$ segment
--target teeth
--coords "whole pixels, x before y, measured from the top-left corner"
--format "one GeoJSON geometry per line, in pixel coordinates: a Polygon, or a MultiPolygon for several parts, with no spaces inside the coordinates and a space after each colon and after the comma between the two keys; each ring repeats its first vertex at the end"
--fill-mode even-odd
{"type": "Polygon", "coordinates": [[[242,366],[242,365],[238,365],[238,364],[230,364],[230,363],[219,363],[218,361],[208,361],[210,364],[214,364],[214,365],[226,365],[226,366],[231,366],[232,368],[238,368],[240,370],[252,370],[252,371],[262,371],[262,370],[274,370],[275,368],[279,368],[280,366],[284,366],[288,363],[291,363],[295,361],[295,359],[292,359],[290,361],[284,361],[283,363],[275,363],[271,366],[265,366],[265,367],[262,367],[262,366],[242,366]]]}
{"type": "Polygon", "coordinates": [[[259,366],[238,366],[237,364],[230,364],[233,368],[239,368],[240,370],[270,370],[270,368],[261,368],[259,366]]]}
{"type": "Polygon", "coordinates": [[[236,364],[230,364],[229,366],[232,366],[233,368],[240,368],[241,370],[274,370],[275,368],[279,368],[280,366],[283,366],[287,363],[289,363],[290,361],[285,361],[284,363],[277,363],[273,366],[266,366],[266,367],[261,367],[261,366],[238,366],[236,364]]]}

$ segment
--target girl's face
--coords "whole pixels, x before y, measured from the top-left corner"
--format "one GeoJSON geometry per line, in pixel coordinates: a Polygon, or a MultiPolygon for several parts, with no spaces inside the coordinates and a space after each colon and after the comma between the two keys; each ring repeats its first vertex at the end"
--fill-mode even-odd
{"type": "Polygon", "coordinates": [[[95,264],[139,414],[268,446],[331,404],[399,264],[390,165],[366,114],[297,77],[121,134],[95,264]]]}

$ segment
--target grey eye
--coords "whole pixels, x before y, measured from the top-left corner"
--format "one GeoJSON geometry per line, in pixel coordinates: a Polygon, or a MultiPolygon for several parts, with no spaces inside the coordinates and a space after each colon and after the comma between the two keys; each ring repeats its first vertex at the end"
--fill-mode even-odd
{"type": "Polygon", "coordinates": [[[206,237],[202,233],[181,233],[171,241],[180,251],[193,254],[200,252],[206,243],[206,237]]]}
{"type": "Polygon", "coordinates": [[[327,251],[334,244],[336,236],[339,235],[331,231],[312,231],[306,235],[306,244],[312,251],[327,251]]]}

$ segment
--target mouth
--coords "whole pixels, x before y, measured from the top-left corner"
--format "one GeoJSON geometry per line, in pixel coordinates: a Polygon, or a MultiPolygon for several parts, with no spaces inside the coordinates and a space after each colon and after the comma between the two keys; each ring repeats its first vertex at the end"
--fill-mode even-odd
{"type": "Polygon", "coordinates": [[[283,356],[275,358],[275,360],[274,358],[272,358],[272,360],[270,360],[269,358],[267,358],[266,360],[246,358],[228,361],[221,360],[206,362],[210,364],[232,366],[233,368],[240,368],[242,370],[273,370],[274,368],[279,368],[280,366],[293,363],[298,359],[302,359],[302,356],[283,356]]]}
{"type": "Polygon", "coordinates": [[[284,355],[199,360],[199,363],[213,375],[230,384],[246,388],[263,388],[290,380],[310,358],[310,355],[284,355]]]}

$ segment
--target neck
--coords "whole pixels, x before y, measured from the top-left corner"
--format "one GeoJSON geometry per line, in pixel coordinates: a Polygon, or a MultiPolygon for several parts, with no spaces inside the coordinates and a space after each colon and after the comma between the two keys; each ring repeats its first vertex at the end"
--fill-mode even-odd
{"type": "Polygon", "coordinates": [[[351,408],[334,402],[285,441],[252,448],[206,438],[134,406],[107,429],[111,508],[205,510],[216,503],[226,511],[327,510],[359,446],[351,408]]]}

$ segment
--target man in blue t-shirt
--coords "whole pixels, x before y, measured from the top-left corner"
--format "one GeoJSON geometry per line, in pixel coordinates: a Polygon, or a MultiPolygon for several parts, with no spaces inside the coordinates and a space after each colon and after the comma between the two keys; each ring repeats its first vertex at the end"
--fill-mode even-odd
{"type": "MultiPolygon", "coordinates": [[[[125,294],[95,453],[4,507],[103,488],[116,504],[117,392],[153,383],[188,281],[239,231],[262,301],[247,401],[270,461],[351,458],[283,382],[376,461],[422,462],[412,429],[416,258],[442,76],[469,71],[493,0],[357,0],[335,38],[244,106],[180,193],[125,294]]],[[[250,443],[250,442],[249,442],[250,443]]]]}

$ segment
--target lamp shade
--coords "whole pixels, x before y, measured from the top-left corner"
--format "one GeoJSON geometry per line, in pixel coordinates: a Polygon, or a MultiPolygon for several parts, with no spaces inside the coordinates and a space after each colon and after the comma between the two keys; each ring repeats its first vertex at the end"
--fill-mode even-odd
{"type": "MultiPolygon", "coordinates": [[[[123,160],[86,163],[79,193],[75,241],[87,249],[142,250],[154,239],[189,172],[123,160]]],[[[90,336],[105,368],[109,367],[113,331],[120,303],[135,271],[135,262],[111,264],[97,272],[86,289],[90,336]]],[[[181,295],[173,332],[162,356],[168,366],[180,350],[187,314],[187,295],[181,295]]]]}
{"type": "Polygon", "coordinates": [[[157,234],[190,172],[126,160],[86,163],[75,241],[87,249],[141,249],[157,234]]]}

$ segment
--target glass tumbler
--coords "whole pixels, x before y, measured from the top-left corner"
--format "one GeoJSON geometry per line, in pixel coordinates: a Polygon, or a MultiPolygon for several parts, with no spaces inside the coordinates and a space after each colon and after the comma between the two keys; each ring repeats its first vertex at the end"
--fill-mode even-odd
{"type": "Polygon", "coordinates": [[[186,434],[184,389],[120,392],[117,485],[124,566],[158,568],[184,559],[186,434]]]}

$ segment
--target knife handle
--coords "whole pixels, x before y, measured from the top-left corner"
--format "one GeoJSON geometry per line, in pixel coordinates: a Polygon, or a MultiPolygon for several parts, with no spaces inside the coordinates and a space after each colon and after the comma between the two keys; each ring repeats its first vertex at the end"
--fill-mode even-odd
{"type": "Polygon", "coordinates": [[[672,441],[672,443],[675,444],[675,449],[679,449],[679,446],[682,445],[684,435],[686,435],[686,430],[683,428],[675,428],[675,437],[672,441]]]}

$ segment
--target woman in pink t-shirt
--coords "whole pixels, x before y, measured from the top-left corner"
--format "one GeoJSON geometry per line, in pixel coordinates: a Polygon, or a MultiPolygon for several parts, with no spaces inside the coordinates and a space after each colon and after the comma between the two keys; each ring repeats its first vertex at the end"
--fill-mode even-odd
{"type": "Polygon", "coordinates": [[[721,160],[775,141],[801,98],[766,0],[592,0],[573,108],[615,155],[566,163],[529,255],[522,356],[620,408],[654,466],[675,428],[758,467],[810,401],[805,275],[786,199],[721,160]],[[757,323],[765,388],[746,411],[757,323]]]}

--------------------

WHAT THE TASK ASKS: For every line above that includes the word "target", return the line.

TASK SOLUTION:
--target teeth
--target girl's face
--target grey eye
--target mouth
--target neck
--target man in blue t-shirt
--target lamp shade
--target glass tumbler
--target knife handle
--target woman in pink t-shirt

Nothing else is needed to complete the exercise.